Region outline listing entries:
++++++++

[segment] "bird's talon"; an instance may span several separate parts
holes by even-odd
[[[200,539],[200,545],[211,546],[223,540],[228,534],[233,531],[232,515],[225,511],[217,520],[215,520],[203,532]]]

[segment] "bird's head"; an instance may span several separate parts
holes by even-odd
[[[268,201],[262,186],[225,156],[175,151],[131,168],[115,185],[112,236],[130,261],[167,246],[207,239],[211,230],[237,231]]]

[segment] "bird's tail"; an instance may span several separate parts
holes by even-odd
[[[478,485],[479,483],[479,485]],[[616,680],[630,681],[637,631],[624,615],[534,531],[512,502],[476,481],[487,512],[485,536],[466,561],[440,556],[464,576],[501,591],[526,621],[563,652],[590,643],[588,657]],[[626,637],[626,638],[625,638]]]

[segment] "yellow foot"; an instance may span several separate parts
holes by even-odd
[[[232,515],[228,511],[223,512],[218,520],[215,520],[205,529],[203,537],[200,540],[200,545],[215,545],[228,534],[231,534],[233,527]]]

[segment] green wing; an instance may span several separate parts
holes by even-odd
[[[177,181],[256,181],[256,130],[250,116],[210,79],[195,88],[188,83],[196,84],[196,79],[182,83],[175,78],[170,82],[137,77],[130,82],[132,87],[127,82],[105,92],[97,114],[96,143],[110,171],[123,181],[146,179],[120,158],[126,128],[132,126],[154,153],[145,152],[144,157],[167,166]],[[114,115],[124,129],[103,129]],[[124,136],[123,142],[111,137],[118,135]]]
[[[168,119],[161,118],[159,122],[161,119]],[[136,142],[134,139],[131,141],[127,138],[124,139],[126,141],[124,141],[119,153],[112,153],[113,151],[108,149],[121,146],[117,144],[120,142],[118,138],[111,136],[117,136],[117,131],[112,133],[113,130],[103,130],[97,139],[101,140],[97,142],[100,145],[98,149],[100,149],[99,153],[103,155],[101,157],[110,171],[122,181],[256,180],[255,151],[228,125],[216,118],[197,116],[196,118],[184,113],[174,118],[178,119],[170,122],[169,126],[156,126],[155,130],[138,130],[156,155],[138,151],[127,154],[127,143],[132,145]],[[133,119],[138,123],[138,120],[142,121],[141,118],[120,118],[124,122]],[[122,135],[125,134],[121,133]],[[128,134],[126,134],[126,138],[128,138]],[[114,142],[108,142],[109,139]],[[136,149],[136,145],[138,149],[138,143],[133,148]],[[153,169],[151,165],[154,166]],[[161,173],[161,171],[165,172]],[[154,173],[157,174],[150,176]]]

++++++++

Reproduce the part of the listing that opens with the line containing "[segment] green wing;" and runs through the end of the listing, both ends included.

Exercise result:
[segment] green wing; an instance may span several separate parts
holes by even-odd
[[[177,181],[256,181],[256,130],[250,116],[210,79],[195,88],[188,83],[196,84],[196,79],[182,83],[175,78],[170,82],[137,77],[130,82],[132,87],[127,82],[105,92],[97,114],[96,143],[110,171],[123,181],[146,179],[120,158],[126,128],[132,126],[154,153],[145,152],[144,157],[167,166]],[[114,115],[124,129],[103,129]],[[124,136],[123,142],[111,137],[118,135]]]
[[[168,119],[161,118],[159,122],[161,119]],[[136,142],[134,139],[131,141],[127,138],[124,139],[126,141],[124,141],[119,153],[112,153],[113,151],[108,149],[121,146],[117,144],[120,142],[118,138],[111,136],[117,136],[117,131],[112,133],[113,130],[103,130],[97,139],[101,140],[97,142],[100,145],[98,149],[100,149],[99,153],[103,155],[101,157],[110,171],[122,181],[256,180],[255,151],[228,125],[216,118],[197,116],[196,118],[184,113],[174,118],[178,119],[170,122],[169,126],[156,126],[155,130],[138,130],[156,155],[138,151],[127,154],[127,143],[132,145]],[[133,119],[138,123],[138,120],[142,121],[141,118],[120,118],[124,122]],[[122,135],[125,134],[121,133]],[[128,134],[126,134],[126,138],[128,138]],[[114,142],[108,142],[109,139]],[[136,149],[136,145],[138,149],[138,143],[133,148]],[[153,169],[151,165],[154,166]],[[161,173],[161,171],[165,172]],[[154,173],[157,174],[150,176]]]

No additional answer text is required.